Pictures do not belong in the copy, so please give every entry below again exactly.

___ Material provided ___

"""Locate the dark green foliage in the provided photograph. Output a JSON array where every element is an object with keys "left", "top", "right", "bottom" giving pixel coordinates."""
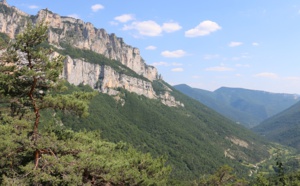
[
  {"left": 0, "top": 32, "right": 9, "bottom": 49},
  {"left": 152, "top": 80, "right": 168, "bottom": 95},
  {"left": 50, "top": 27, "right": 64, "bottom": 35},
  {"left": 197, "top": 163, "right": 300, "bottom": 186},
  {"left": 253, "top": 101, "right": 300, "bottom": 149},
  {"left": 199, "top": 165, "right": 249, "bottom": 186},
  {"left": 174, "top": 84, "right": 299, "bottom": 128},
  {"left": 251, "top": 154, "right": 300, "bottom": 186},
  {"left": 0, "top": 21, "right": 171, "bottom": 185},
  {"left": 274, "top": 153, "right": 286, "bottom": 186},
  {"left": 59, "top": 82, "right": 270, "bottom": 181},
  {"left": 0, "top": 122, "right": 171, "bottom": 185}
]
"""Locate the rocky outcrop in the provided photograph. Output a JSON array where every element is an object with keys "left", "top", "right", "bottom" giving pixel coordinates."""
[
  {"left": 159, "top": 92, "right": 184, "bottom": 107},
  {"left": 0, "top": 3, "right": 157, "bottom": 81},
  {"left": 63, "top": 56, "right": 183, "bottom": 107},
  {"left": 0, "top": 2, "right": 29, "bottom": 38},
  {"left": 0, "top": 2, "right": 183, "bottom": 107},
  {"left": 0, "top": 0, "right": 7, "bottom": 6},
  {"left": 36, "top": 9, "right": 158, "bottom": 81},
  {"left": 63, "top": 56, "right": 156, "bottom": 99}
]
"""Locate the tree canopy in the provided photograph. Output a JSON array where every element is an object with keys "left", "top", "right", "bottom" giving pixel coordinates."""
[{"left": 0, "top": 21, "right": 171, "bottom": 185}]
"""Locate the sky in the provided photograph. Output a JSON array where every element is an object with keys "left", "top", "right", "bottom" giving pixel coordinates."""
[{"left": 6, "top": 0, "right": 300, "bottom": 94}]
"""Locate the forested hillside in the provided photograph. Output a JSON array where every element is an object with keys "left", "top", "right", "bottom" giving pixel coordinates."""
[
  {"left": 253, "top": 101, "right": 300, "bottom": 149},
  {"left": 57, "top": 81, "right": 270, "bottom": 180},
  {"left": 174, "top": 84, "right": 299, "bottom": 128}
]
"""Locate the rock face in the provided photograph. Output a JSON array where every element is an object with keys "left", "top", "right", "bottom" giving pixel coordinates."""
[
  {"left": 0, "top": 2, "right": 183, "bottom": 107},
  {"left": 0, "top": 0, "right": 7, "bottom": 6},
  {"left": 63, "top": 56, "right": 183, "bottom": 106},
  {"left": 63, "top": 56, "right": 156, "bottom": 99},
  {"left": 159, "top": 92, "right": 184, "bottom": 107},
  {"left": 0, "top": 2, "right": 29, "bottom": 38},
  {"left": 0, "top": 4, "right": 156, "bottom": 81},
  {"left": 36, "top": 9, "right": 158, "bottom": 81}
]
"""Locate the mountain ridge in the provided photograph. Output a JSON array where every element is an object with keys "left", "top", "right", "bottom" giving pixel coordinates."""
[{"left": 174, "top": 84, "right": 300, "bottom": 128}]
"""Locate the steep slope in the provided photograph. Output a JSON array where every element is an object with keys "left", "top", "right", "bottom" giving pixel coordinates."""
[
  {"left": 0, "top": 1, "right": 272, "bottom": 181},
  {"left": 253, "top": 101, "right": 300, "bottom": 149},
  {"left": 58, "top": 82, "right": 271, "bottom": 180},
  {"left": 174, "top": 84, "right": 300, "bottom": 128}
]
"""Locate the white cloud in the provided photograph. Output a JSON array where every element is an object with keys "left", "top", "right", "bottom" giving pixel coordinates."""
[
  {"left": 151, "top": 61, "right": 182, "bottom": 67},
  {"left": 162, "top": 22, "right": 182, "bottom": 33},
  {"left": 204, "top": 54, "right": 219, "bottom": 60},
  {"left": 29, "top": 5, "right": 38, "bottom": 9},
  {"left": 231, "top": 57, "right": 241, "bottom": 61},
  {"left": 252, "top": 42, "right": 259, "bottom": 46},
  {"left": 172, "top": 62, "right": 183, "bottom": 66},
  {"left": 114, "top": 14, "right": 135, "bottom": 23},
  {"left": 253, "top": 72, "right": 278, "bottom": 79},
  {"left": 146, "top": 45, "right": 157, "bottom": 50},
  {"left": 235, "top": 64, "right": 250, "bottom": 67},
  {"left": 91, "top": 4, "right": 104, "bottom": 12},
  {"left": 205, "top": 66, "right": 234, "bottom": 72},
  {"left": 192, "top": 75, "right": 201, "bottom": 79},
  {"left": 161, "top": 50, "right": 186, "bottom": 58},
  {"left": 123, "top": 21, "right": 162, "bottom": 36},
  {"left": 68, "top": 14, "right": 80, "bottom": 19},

___

Solution to this exercise.
"""Locate the dark green foliage in the provided photograph. Output a JSON array where every element is an object with keys "left", "top", "right", "bottom" giving pixel coordinates."""
[
  {"left": 0, "top": 32, "right": 9, "bottom": 49},
  {"left": 152, "top": 80, "right": 168, "bottom": 95},
  {"left": 50, "top": 27, "right": 64, "bottom": 35},
  {"left": 197, "top": 163, "right": 300, "bottom": 186},
  {"left": 253, "top": 101, "right": 300, "bottom": 149},
  {"left": 199, "top": 165, "right": 249, "bottom": 186},
  {"left": 174, "top": 84, "right": 299, "bottom": 128},
  {"left": 251, "top": 154, "right": 300, "bottom": 186},
  {"left": 0, "top": 21, "right": 171, "bottom": 185},
  {"left": 274, "top": 153, "right": 286, "bottom": 186},
  {"left": 59, "top": 82, "right": 270, "bottom": 181},
  {"left": 0, "top": 122, "right": 171, "bottom": 185}
]
"""Locate the rocky outcrop in the provided photograph. Output a JSON array where every element is an object with keys "left", "top", "right", "bottom" giving pixel coordinates."""
[
  {"left": 159, "top": 92, "right": 184, "bottom": 107},
  {"left": 0, "top": 3, "right": 157, "bottom": 81},
  {"left": 63, "top": 56, "right": 183, "bottom": 107},
  {"left": 0, "top": 2, "right": 29, "bottom": 38},
  {"left": 0, "top": 2, "right": 183, "bottom": 107},
  {"left": 0, "top": 0, "right": 7, "bottom": 6},
  {"left": 36, "top": 9, "right": 158, "bottom": 81},
  {"left": 63, "top": 56, "right": 156, "bottom": 99}
]
"""Locate the tree canopy in the provided photograph. Output a JSON array where every element is an object with keys "left", "top", "right", "bottom" giving pixel coordinates."""
[{"left": 0, "top": 21, "right": 171, "bottom": 185}]
"""Locate the sky in the provided photograph. Output a JSON array where every element is an object with keys "left", "top", "right", "bottom" giving pixel coordinates."""
[{"left": 6, "top": 0, "right": 300, "bottom": 94}]
"""Locate the forested hillside in the provided photograph. Output a JSON array where every element is an object with keys "left", "top", "right", "bottom" giving pixel coordinates."""
[
  {"left": 253, "top": 101, "right": 300, "bottom": 149},
  {"left": 57, "top": 81, "right": 270, "bottom": 180},
  {"left": 174, "top": 84, "right": 299, "bottom": 128}
]
"""Locate the rock face in the provided photograph. Output a JSON array where every element is an object with keys "left", "top", "right", "bottom" giving pixel coordinates."""
[
  {"left": 0, "top": 2, "right": 183, "bottom": 107},
  {"left": 0, "top": 0, "right": 7, "bottom": 6},
  {"left": 63, "top": 56, "right": 183, "bottom": 106},
  {"left": 63, "top": 56, "right": 156, "bottom": 99},
  {"left": 159, "top": 92, "right": 184, "bottom": 107},
  {"left": 0, "top": 2, "right": 29, "bottom": 38},
  {"left": 0, "top": 4, "right": 156, "bottom": 81},
  {"left": 36, "top": 9, "right": 158, "bottom": 81}
]
"""Locate the mountain ridge in the provided photograph. Output a JSON array where every element is an object with keys "left", "top", "right", "bottom" giving pixel coordinates."""
[{"left": 174, "top": 84, "right": 300, "bottom": 128}]
"""Locate the steep slope in the provided photograph. Output a JSON array where every element is an object with keys "left", "top", "right", "bottom" giving pixel coordinates."""
[
  {"left": 0, "top": 1, "right": 272, "bottom": 181},
  {"left": 253, "top": 101, "right": 300, "bottom": 149},
  {"left": 58, "top": 82, "right": 271, "bottom": 180},
  {"left": 174, "top": 84, "right": 300, "bottom": 128}
]
"""Locate the white cloud in the provided photograph. Output a JSON array where every element is an object with keys "left", "top", "right", "bottom" giving pixel coordinates."""
[
  {"left": 151, "top": 61, "right": 182, "bottom": 67},
  {"left": 162, "top": 22, "right": 182, "bottom": 33},
  {"left": 204, "top": 54, "right": 219, "bottom": 60},
  {"left": 29, "top": 5, "right": 38, "bottom": 9},
  {"left": 231, "top": 57, "right": 241, "bottom": 61},
  {"left": 252, "top": 42, "right": 259, "bottom": 46},
  {"left": 172, "top": 62, "right": 183, "bottom": 66},
  {"left": 114, "top": 14, "right": 135, "bottom": 23},
  {"left": 253, "top": 72, "right": 278, "bottom": 79},
  {"left": 146, "top": 45, "right": 157, "bottom": 50},
  {"left": 235, "top": 64, "right": 250, "bottom": 67},
  {"left": 91, "top": 4, "right": 104, "bottom": 12},
  {"left": 205, "top": 66, "right": 234, "bottom": 72},
  {"left": 192, "top": 75, "right": 201, "bottom": 79},
  {"left": 161, "top": 50, "right": 186, "bottom": 58},
  {"left": 123, "top": 21, "right": 162, "bottom": 36},
  {"left": 68, "top": 14, "right": 80, "bottom": 19},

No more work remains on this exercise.